Text provided:
DP: Just got Chase Ink Preferred in the mail today with 10K credit line. I applied 7/27 online and called recon the next day as I expected not to get instantly approved. I used my SSN as sole proprietor. I have a personal checking acct but no biz relationship or other Ink cards. They didn’t ask for any documents and was quite painless. I also got Amex BBP 3 months ago and Alaska biz 11/19.
DP to add to the discussion. Approved for US Bank Biz Leverage card this past week. Current active relationship with the business with US Bank and personal bank account also, but good nonetheless.
DPs: instant approval amex blue business; no claw back on amex gold vgcs at Kroger and neighborhood Walmart’s (only $2k/mo); Hilton surpass clawed back to 6x ($8k on 2 consecutive months). I believe I still have the $15k free night, but I didn’t score diamond status like I wanted to
Biz card data last few months — approved for citi aa biz (player 1 and 2), Amex Bonvoy biz, and aviator aa biz. Player 2 denied for chase biz unlimited despite true business, EIN, and chase business checking for years.
I thought your answers to the end question was just meh. If your typical reader has an Amex Gold already, the upside to getting a Freedom/Freedom Unlimited is modest. It’s potentially another 12k with $12k in grocery spend, plus 20k sign up bonus. But this burns a 5/24 slot which could be a significant opportunity cost like missing out on the Hyatt card. And I don’t think there’s any real data to support that it’s safer to MSing with Chase than Amex. I suggest you always be careful telling your readers/listeners that it’s “relatively safe” to MS with Chase. Chase has shut down plenty of people for modest MS including my spouse. Also if you’re talking about the realm of MSing then that changes all the calculations since you could be maxing out the Gold’s $25k limit, in which case the Freedom’s $12k grocery spend comes with less opportunity costs, etc.
Yes, “safer” might not be the right term (I can’t remember what they specifically said in the podcast), but certainly much more possible to MS with chase than amex.

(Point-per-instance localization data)
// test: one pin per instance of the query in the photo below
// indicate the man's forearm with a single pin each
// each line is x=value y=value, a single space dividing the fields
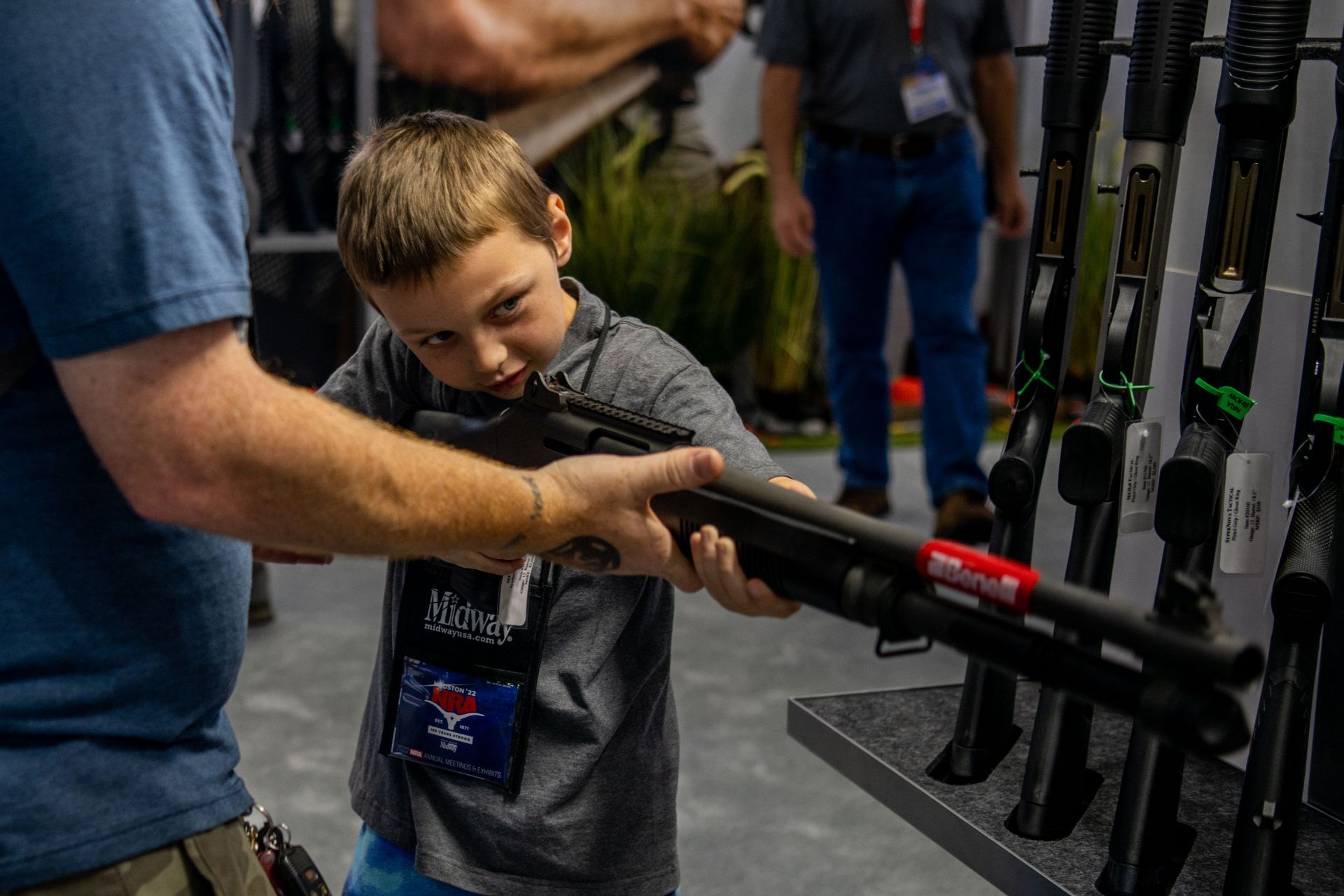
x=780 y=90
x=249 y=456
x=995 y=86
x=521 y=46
* * *
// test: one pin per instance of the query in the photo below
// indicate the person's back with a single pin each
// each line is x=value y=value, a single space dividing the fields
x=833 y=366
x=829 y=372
* * *
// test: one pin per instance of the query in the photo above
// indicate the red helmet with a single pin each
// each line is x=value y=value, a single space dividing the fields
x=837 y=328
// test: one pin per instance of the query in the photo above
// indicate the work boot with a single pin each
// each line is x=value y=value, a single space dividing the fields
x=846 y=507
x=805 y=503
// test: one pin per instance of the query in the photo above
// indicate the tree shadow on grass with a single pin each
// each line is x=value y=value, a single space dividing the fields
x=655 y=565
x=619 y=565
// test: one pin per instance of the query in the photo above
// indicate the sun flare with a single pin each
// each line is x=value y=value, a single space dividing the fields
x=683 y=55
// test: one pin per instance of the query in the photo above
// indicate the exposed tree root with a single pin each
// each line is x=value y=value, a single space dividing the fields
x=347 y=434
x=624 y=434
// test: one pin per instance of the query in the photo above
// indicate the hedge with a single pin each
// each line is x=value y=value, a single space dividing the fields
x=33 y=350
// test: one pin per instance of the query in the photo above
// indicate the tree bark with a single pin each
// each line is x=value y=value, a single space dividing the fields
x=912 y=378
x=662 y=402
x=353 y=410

Required actions:
**1)** In the credit card comment thread, what credit line came with the Chase Ink Preferred?
**2)** Return the passage of the credit card comment thread from "DP: Just got" to "Alaska biz 11/19.", copied word for word.
**3)** Extend the credit card comment thread, picking up after its final sentence.

Answers in order:
**1)** A 10K credit line.

**2)**
DP: Just got Chase Ink Preferred in the mail today with 10K credit line. I applied 7/27 online and called recon the next day as I expected not to get instantly approved. I used my SSN as sole proprietor. I have a personal checking acct but no biz relationship or other Ink cards. They didn’t ask for any documents and was quite painless. I also got Amex BBP 3 months ago and Alaska biz 11/19.

**3)**
I agree with you, and Larry. First off, I find MSing to be a pain in general and only do it if I’m close to meeting a spend requirement (SUB, final spend for free night cert, etc.). Add to that the risks (clawbacks, shutdowns, MO locations drying up, etc.) plus the expenses (lots of grocery stores only carry $100 or $200 gift cards, or maybe $500 max….activation fees for each card are generally $4-7, then let’s say another $1 for the MO…. although I would love to have someone verify these numbers as I’ve only really used Simon Malls with WM MO’s over the past year). In the best case scenario ($500 GCs @ $4 activation & $1 MO’s) that’s $120 in expenses, plus the added risks, plus losing a 5/24 slot, plus your time doing all this and keeping track, all for an additional 60k UR points. I guess that still makes sense for some people, but if you don’t have a grocery store selling $500 GCs, now your expenses are immediately a minimum of $300.
Still, in the best case scenario, you do gain over $1000 (80k total x 1.5 cpp – $120 expenses = $1080) while sacrificing the time, a 5/24 slot and taking on the MS risk. That being said, FM only values the first year of these cards at $840, probably due to the opportunity cost lost from other cards. In that case, they haven’t even accounted for the MS necessary to reap the points if you have another grocery card, so now the first year value is down to $720 at best.
This brings me to my main point: if you have a 5/24 slot open to get a freedom, then you’re definitely eligible for the bonus from several other personal cards, including several chase cards. FM has a number of cards listed with a first year value near or above $700 that you can easily accomplish from everyday spend. It’s an easy decision for me to sign up for one of those cards and essentially get the same value for less effort and less risk. I would only really consider signing up for the freedom if you don’t have any other cards with bonus spend for groceries and you would take advantage of the offer organically.
Counter DP. I used my BCP and bought 5 different $500 gift cards (some Best Buy and some MCGCs) and am showing 6% on amex.
DP Approved for a us bank biz card at 11/24. I have a us bank checking account.